What needs to be done. Rewrite the lines below, substituting "Trace" for every "Segment" and leaving everything else unchanged.

Entries shown.
________

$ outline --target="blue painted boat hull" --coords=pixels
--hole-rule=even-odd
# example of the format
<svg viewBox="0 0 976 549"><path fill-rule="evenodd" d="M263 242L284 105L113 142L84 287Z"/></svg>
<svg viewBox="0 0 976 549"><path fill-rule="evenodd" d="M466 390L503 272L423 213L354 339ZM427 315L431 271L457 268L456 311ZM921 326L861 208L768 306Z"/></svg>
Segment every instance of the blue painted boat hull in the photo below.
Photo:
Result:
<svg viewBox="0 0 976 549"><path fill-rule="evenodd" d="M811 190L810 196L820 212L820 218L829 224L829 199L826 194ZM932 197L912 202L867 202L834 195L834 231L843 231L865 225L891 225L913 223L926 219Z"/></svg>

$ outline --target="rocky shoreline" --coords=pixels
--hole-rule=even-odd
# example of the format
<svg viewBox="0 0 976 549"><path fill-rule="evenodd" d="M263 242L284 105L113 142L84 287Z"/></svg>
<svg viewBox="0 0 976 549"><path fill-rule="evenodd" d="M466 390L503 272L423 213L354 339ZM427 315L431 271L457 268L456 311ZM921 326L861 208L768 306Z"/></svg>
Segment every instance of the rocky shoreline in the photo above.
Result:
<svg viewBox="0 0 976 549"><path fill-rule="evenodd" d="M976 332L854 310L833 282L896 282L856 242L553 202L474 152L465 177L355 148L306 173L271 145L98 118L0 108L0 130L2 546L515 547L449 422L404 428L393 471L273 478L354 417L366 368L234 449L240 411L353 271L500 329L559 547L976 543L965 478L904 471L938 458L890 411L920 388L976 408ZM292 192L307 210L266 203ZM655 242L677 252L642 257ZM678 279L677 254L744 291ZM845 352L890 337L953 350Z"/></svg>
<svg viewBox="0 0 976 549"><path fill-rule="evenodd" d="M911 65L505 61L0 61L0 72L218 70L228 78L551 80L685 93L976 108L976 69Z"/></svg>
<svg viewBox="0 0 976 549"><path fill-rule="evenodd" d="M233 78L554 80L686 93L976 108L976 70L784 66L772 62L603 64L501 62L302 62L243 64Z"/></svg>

________

Output.
$ outline --target="blue painted boat hull" --coords=pixels
--hole-rule=even-odd
# example of the format
<svg viewBox="0 0 976 549"><path fill-rule="evenodd" d="M263 242L284 105L113 142L84 287Z"/></svg>
<svg viewBox="0 0 976 549"><path fill-rule="evenodd" d="M466 390L503 272L423 213L354 339ZM427 315L431 271L457 268L456 311ZM921 326L861 208L768 306Z"/></svg>
Trace every instance of the blue painted boat hull in the photo below.
Photo:
Result:
<svg viewBox="0 0 976 549"><path fill-rule="evenodd" d="M811 190L810 196L820 212L820 218L829 224L829 199L826 194ZM932 197L912 202L867 202L834 195L834 231L843 231L865 225L891 225L913 223L926 219Z"/></svg>

$ outline --target="rocky shoreline" --coords=pixels
--hole-rule=even-odd
# example of the format
<svg viewBox="0 0 976 549"><path fill-rule="evenodd" d="M263 242L284 105L113 142L84 287Z"/></svg>
<svg viewBox="0 0 976 549"><path fill-rule="evenodd" d="M466 390L503 272L423 213L354 339ZM427 315L431 271L457 268L456 311ZM921 326L861 208L768 306Z"/></svg>
Trace every instance of the rocky shoreline in the photo above.
Result:
<svg viewBox="0 0 976 549"><path fill-rule="evenodd" d="M976 332L854 310L833 282L896 282L856 242L553 202L474 152L465 177L355 148L306 173L271 145L98 118L0 108L0 130L2 546L515 547L449 422L404 428L393 471L273 478L354 417L366 368L234 449L240 411L353 271L500 329L559 547L976 543L965 478L904 471L938 458L890 411L920 388L976 408ZM292 192L307 210L266 203ZM655 242L677 252L642 257ZM678 279L677 254L744 291ZM845 352L890 337L953 350Z"/></svg>
<svg viewBox="0 0 976 549"><path fill-rule="evenodd" d="M911 65L505 61L0 61L0 72L218 70L228 78L551 80L685 93L976 108L976 69Z"/></svg>
<svg viewBox="0 0 976 549"><path fill-rule="evenodd" d="M233 78L554 80L686 93L976 108L976 70L784 66L772 62L603 64L501 62L302 62L243 64Z"/></svg>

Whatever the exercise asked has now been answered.